_EXERCISE_
Within the entries below, count the lines that hold the string "edge" and give only that number.

Records excerpted from a collection:
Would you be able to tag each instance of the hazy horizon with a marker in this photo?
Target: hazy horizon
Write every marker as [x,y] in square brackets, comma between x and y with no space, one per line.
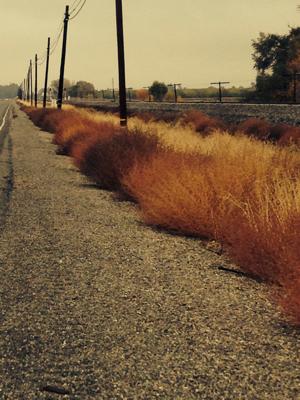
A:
[193,42]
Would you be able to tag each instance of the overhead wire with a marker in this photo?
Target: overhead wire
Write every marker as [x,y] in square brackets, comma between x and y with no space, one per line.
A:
[80,8]
[75,6]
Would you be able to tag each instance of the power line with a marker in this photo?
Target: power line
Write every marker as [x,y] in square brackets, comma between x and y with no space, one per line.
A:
[75,6]
[81,7]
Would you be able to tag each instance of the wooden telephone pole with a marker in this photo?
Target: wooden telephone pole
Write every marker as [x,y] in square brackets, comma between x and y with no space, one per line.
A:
[63,60]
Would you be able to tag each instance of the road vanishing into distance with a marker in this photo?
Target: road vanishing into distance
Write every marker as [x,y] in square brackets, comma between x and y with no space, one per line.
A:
[95,305]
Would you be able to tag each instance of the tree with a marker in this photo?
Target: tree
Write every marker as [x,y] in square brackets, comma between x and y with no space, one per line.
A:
[54,85]
[142,94]
[158,90]
[9,91]
[82,89]
[276,58]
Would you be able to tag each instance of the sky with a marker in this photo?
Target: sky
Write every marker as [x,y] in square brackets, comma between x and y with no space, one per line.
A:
[192,42]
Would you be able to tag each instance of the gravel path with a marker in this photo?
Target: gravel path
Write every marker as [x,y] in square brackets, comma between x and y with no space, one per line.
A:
[94,305]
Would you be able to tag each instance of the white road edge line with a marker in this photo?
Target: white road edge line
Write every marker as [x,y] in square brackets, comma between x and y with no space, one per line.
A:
[3,121]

_COMPLETED EXERCISE_
2